Without leaving out a single line, copy the records exactly.

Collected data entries
━━━━━━
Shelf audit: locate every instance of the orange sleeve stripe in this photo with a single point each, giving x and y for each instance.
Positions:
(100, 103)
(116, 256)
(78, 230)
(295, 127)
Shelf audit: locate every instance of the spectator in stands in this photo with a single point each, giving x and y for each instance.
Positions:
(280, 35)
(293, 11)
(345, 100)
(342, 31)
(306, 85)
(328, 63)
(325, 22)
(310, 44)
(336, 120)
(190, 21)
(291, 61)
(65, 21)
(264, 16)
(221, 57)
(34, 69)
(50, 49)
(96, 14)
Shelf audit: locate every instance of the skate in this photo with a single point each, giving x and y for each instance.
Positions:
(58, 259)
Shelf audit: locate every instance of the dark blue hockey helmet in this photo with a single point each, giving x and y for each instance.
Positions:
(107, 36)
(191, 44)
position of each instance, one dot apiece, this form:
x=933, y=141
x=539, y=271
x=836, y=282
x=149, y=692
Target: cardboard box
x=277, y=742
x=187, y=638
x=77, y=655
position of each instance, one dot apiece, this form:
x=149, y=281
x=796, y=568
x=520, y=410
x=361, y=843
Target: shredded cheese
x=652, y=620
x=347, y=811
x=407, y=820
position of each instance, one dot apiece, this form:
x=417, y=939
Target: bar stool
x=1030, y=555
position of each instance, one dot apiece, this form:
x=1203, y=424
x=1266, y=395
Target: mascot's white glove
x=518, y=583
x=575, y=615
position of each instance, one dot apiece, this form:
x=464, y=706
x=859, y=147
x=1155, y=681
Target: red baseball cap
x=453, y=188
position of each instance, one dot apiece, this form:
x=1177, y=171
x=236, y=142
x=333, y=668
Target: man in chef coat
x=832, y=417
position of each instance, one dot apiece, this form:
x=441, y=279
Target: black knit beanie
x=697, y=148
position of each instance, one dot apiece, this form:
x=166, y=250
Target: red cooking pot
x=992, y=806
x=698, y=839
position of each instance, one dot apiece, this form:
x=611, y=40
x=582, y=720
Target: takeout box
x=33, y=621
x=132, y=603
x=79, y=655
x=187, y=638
━━━━━━
▶ Written response:
Shelf audit: locate every instance of the orange sleeve stripe in this photo with a single point each, giving x and y for each instance.
Positions:
(100, 103)
(116, 256)
(78, 230)
(295, 127)
Shelf audit: locate every instance of the spectator in stands in this photo with a single point each, giving x and y for each instance.
Positions:
(280, 35)
(293, 11)
(345, 100)
(342, 31)
(306, 85)
(328, 63)
(325, 22)
(310, 44)
(336, 120)
(190, 21)
(291, 61)
(65, 21)
(264, 16)
(221, 57)
(34, 69)
(50, 49)
(96, 14)
Shelf audit: locate every instance of the skate in this photo with a single point each, giving x and y for each instance.
Positions:
(58, 259)
Shelf audit: locate every instance of the dark blue hockey helmet in this photo with a single point each, giving x and y for each instance.
Positions:
(107, 36)
(191, 44)
position of each instance, one dot apiece, this form:
x=933, y=141
x=539, y=271
x=836, y=282
x=149, y=692
Target: cardboard box
x=277, y=742
x=187, y=638
x=77, y=655
position of each instance, one dot apiece, this form:
x=149, y=281
x=796, y=568
x=520, y=410
x=361, y=843
Target: shredded cheese
x=652, y=620
x=347, y=811
x=407, y=820
position of each instance, one dot apiece, this form:
x=417, y=939
Target: bar stool
x=1030, y=555
position of each instance, one dot apiece, this form:
x=1203, y=424
x=1266, y=395
Target: mascot's white glove
x=518, y=583
x=575, y=615
position of each instance, one dot apiece, this form:
x=464, y=706
x=859, y=147
x=1155, y=681
Target: red baseball cap
x=453, y=188
position of each instance, one dot apiece, this form:
x=1177, y=171
x=236, y=142
x=333, y=668
Target: man in chef coat
x=832, y=417
position of each instance, one dot apiece, this form:
x=441, y=279
Target: black knit beanie
x=697, y=148
position of each instance, one dot apiece, this form:
x=166, y=250
Target: red cooking pot
x=992, y=806
x=698, y=839
position of each instance, one dot apiece, this form:
x=611, y=40
x=582, y=720
Target: takeout box
x=33, y=621
x=132, y=603
x=79, y=655
x=187, y=638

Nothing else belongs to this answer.